◆ **What you should do**
All of the data is to be repeated verbatim.

========================================================================

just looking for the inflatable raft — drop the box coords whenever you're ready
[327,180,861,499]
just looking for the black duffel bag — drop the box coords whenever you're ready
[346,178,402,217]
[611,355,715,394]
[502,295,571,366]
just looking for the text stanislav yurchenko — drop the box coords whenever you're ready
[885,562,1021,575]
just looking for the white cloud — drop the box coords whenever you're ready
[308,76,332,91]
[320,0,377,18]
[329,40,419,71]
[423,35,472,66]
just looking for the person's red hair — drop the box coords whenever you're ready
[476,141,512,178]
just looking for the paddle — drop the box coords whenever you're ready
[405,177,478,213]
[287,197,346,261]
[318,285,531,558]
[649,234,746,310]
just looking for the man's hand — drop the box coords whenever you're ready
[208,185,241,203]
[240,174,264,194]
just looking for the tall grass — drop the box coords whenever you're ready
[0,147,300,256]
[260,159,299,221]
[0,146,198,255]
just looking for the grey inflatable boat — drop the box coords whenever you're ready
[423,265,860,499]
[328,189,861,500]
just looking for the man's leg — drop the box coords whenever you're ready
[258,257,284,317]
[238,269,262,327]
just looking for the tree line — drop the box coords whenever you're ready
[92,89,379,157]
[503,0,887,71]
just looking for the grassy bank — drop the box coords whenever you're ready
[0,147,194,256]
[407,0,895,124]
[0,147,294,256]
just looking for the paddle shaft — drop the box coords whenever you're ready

========================================================================

◆ **Exercise answer**
just looking for the inflatable raft — drop the box coords whenever you're ready
[327,180,861,499]
just looking for the black duffel bag — drop the box coords whenever you're ready
[346,178,402,217]
[611,355,715,394]
[502,295,571,366]
just looking for the text stanislav yurchenko — drop the box coords whenever you're ready
[885,562,1021,575]
just looking for the white cloud — drop the box coords whenever you're ready
[308,76,332,91]
[320,0,377,18]
[329,40,419,71]
[423,35,472,66]
just looking for the person's red hair — drop the box coords whenever you're ready
[476,141,512,178]
just looking for the paddle — drop the box coords whenever you're ready
[405,177,478,213]
[287,197,346,261]
[318,285,531,558]
[649,234,746,310]
just looking for the man's hand — drop the box coords whenever you're ready
[208,185,241,203]
[240,174,264,194]
just looking for the tall grass — drop the box coords whenever you're ready
[0,147,300,256]
[260,159,299,221]
[0,146,198,255]
just looking for the grey inflatable boat — drop the box coords whenever you're ready
[423,265,860,499]
[328,189,861,500]
just looking for the man's leg — drop the box coords whenever you're ready
[258,257,284,317]
[238,269,262,327]
just looking for the tree line — drop the box coords whenever you're ready
[92,89,379,157]
[503,0,887,71]
just looking for the grassy bank — drop the box coords whenever you're ready
[0,147,194,256]
[407,0,895,124]
[0,147,294,256]
just looking for the paddle shaft — drop the box coords whenever you're ready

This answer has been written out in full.